§ What you have to do
All of the records below need to be written out exactly, but without the pictures.

§ Data under study
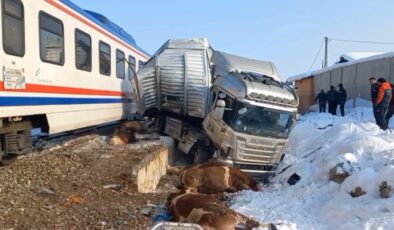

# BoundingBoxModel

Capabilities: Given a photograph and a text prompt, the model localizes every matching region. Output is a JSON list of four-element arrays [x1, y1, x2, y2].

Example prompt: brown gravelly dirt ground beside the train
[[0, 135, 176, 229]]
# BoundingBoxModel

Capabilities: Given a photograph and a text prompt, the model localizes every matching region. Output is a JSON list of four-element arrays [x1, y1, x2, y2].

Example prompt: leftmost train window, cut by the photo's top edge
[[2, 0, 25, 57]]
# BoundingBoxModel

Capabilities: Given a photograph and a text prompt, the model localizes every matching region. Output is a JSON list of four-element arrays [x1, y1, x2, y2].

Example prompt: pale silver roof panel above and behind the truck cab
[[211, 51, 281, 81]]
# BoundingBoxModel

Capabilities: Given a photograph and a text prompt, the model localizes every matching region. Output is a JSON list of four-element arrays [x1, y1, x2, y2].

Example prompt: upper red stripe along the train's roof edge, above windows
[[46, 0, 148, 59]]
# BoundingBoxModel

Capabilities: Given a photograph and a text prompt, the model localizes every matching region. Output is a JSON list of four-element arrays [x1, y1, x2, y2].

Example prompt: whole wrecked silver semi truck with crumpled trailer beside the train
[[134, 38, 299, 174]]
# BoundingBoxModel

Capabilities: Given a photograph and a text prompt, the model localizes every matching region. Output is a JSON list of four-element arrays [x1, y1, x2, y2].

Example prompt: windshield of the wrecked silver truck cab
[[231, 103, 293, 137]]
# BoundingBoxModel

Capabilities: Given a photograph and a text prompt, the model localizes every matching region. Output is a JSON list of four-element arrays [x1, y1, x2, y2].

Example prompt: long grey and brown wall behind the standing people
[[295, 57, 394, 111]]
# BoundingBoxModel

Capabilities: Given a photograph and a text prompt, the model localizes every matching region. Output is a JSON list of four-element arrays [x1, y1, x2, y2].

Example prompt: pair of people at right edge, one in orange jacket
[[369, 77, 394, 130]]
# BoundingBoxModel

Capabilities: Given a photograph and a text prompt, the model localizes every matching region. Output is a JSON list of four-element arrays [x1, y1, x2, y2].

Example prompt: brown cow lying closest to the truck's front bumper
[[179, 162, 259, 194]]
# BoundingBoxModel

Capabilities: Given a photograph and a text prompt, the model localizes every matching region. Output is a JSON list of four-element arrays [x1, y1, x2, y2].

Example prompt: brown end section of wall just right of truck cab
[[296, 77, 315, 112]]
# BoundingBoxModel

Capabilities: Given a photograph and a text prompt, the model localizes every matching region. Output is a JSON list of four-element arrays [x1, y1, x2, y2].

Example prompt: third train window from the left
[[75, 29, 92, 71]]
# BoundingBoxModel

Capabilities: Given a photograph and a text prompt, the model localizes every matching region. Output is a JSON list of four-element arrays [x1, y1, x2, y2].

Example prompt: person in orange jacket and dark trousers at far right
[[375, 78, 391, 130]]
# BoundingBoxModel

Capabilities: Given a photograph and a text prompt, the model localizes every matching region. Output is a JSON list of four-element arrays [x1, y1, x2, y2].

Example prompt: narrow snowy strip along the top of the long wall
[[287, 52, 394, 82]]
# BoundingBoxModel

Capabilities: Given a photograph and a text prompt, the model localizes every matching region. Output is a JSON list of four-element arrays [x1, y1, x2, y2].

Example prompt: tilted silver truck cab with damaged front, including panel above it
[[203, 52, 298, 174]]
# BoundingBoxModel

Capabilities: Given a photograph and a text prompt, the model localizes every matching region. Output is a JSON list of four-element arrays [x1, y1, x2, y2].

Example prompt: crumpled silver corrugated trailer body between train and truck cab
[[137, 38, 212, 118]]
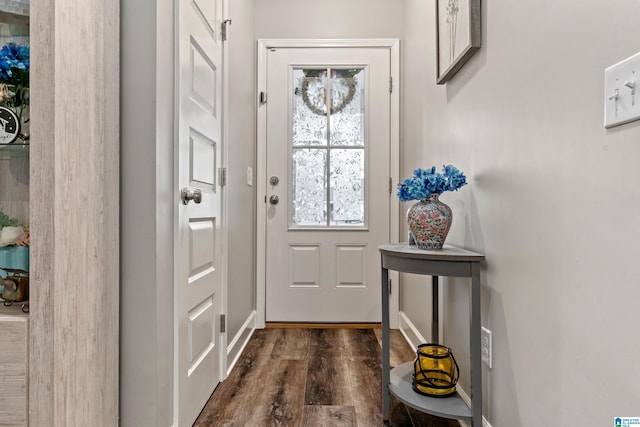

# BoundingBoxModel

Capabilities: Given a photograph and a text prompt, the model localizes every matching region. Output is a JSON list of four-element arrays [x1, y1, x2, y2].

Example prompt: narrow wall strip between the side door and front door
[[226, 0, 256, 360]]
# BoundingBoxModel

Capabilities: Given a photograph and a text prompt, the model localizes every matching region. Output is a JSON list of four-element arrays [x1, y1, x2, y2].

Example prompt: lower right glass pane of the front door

§ Result of this task
# BoundingBoxModel

Capabilities: Given a photograph and a text prompt, the model localizes every matching region. Output is a JSON list of four-element arrays [x1, y1, x2, y2].

Example prompt: brown gravelly dirt ground beside the train
[[0, 135, 176, 229]]
# BoundingBoxModel

Capabilities: Given a photograph and a text prompt, the model localizes every matching region. Output is a JSON list of four-element arrays [x1, y1, x2, y2].

Example prompt: leftmost train window, cut by the photo's top edge
[[2, 0, 25, 57]]
# BoundingBoxModel

Capabilities: Given a photograph and a text prompt, the model localizes every matching region. Output is a JSON list of four-element arrays [x1, y1, x2, y2].

Example prompt: pale silver roof panel above and behind the truck cab
[[211, 51, 281, 81]]
# BoundingBoxModel

Capabilities: Given a photograph and a text prompt, the model localizes every matching region. Output is a JSON list of four-element arrays [x1, y1, x2, y2].

Example prompt: upper red stripe along the train's roof edge, above windows
[[46, 0, 148, 59]]
# BoundingBoxModel

Capabilities: Given a photograph and a text prompt, the model localizes every matching region. Output is a JSON list of four-element arrays [x1, y1, x2, y2].

Example prompt: whole wrecked silver semi truck with crumpled trailer beside the train
[[134, 38, 299, 174]]
# BoundingBoxModel

Capabilities: Given a photograph and a text prompt, the model localizes every matching region. Output is a JSON list of four-element arrays [x1, y1, x2, y2].

Example prompt: windshield of the wrecked silver truck cab
[[231, 103, 293, 137]]
# BoundingBoxModel

Capabilities: Given a photograph and a text prompt, the model localizes every matching region. Output is a JSON list of four-element arrays [x1, y1, x2, y2].

Example prompt: long grey and brown wall behind the standing people
[[295, 57, 394, 111]]
# BoundingBoxModel

Capabilities: Given a photograph and a text prompt, the model localizes every matching region. Output is a JSON list of four-element arrays [x1, y1, x2, y2].

Example prompt: pair of people at right edge, one in orange jacket
[[369, 77, 394, 130]]
# BoundingBoxModel

Capabilities: Given a photograph and a text prompt, the model localizes every matching region. Output is a JSON list of four-element arrays [x1, y1, x2, y2].

Example prompt: brown cow lying closest to the truck's front bumper
[[179, 162, 259, 194]]
# BoundingBoxModel

Capabilities: Given a photograph and a text prompt, the model localizes every matching region. Output is a JSON list of four-element arrays [x1, y1, x2, y2].

Example prompt: brown end section of wall just right of truck cab
[[296, 77, 315, 112]]
# BoundingBoxModel

Capabilities: Given a photograph and a text prompt, the model localizes every matching region. Output is a JSON list of four-element arrays [x1, y1, x2, y2].

Example prompt: third train window from the left
[[75, 29, 92, 71]]
# BoundingBoxModel

Capabilities: Given a photograph and a text prompt, the model localizes every matching region. Output is a JSON list of four-element arrays [x1, y1, x2, y2].

Example prompt: person in orange jacket and dark trousers at far right
[[375, 78, 391, 130]]
# BoundingBoxModel

Capabilities: Given a photograph and a text prompt, the model localizes every matching region. Output is a JSON list of four-element arrays [x1, y1, x2, y2].

Example prompt: narrow snowy strip along the top of the long wall
[[287, 52, 394, 82]]
# BoundingBoxModel

Capabilities: Given a photograph and a text prompt, the model localizes every matching region. Output is a JSON list of four-element arrays [x1, y1, x2, y2].

Example prompt: tilted silver truck cab with damaged front, including panel above it
[[203, 52, 298, 174]]
# BoundingBoxModel

Capabilities: Given a photograph and a text prompt, the model localizes every matching region. Output is a JSON list of four-element arrays [x1, y1, x2, y2].

Example prompt: crumpled silver corrugated trailer body between train and truck cab
[[137, 38, 212, 118]]

# BoundingBoxModel

Capabilities: Given a photograph and a text prompt, the model localizes every matching region. Output is a JSON list of four-element arrays [x1, y1, x2, y2].

Example prompt: narrow wall strip between the side door and front door
[[226, 0, 256, 360]]
# BoundingBoxModel

Capabilities: Given a photograph and a text prompt, the model localizes every matching region. Output is a JSON list of four-element arrays [x1, y1, x2, y2].

Example prompt: lower right glass pane of the front door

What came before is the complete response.